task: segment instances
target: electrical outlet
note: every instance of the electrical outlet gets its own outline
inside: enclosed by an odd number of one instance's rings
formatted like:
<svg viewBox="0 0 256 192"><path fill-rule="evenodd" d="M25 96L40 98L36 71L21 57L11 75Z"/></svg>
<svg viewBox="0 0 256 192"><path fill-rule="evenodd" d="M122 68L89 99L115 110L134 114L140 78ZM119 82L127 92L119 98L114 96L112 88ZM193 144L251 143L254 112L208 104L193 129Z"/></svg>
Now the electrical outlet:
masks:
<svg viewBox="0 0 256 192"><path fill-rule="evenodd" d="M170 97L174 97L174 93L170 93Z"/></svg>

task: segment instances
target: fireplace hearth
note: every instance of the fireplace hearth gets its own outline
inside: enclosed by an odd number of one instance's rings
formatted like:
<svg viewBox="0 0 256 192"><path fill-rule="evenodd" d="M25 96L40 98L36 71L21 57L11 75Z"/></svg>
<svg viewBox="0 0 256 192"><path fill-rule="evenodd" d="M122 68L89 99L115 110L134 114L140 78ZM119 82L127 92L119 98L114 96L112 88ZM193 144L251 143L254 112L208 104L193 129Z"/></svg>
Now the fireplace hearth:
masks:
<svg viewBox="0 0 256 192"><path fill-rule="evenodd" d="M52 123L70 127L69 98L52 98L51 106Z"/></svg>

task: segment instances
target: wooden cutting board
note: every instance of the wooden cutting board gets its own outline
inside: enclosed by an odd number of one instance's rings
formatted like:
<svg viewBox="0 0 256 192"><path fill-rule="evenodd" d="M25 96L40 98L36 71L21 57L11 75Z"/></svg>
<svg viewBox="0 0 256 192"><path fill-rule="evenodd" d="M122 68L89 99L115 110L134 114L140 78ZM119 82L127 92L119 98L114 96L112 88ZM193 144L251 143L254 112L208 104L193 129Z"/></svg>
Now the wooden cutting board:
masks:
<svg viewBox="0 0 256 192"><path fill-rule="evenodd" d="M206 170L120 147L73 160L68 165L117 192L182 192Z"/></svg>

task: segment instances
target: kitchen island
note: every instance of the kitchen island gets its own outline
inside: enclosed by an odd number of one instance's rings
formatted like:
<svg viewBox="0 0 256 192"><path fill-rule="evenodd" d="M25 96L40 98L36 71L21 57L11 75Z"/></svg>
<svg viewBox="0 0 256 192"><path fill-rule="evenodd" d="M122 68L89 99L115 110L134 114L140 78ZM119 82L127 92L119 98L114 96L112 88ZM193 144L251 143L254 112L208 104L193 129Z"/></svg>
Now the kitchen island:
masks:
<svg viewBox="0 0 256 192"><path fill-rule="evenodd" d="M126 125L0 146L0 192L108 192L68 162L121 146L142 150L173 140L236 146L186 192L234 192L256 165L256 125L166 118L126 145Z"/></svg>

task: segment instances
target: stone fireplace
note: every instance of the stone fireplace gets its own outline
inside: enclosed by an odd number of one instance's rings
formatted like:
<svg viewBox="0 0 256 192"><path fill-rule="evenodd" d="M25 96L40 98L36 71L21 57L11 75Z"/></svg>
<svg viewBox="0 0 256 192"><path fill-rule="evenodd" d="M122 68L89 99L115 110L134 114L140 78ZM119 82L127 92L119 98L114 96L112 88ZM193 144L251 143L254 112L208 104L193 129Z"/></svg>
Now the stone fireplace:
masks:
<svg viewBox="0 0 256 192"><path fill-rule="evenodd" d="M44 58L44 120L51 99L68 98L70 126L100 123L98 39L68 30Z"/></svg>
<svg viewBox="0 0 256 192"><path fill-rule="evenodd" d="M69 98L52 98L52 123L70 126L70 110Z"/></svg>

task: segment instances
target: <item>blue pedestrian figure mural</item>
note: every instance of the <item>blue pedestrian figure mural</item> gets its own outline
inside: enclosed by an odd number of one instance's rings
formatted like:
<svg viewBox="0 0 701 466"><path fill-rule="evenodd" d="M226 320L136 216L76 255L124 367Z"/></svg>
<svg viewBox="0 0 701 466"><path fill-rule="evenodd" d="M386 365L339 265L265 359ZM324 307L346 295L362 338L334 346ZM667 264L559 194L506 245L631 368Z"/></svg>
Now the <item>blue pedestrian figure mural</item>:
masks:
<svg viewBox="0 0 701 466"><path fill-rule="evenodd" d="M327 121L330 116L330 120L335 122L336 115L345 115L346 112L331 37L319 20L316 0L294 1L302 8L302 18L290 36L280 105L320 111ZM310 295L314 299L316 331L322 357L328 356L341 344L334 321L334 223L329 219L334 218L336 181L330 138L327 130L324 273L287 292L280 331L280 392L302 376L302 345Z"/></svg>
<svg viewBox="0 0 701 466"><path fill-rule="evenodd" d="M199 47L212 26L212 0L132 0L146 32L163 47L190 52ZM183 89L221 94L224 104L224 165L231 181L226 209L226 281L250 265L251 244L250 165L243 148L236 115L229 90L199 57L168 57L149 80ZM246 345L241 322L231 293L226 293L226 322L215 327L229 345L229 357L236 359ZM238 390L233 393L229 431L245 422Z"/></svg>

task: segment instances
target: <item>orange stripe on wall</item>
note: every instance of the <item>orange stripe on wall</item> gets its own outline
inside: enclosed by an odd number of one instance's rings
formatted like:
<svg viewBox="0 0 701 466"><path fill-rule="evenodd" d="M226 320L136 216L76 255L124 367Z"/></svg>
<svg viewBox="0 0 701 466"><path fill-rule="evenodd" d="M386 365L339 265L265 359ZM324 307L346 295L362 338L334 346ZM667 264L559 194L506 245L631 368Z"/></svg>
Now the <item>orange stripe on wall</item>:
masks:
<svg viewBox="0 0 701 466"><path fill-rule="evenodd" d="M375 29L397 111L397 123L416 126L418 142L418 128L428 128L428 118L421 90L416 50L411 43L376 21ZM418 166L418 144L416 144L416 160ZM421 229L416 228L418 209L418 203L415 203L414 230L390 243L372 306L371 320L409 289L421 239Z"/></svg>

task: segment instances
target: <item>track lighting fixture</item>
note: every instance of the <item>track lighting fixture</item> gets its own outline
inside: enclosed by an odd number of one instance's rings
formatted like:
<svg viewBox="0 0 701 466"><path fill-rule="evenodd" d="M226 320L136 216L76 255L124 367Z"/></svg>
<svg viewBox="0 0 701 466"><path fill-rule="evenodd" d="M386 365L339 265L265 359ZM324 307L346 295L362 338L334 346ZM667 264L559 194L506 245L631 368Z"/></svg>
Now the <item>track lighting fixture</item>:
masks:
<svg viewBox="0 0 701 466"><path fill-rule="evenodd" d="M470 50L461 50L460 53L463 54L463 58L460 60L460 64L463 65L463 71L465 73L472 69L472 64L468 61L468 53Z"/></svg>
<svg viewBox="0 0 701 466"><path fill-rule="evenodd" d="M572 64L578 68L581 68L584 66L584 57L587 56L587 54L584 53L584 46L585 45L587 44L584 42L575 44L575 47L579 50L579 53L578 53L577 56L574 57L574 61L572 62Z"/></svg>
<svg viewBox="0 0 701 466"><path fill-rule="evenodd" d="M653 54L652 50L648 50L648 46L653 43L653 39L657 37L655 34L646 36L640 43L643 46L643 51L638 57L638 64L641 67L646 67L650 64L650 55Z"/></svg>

◆ **WHAT IS EXPECTED**: Reproduce the material above verbatim, from its first line through the line containing "97L174 97L174 93L170".

◆ **SOLUTION TO THIS TASK**:
task: segment instances
target: electrical outlet
note: every instance of the electrical outlet gets its own outline
inside: enclosed by an odd number of one instance's rings
formatted like:
<svg viewBox="0 0 256 192"><path fill-rule="evenodd" d="M25 96L40 98L36 71L21 57L11 75Z"/></svg>
<svg viewBox="0 0 256 192"><path fill-rule="evenodd" d="M122 68L89 99L115 110L134 114L140 78ZM119 82L127 92L119 98L114 96L112 88ZM193 144L251 143L254 112L208 104L193 129Z"/></svg>
Now the electrical outlet:
masks:
<svg viewBox="0 0 256 192"><path fill-rule="evenodd" d="M170 97L174 97L174 93L170 93Z"/></svg>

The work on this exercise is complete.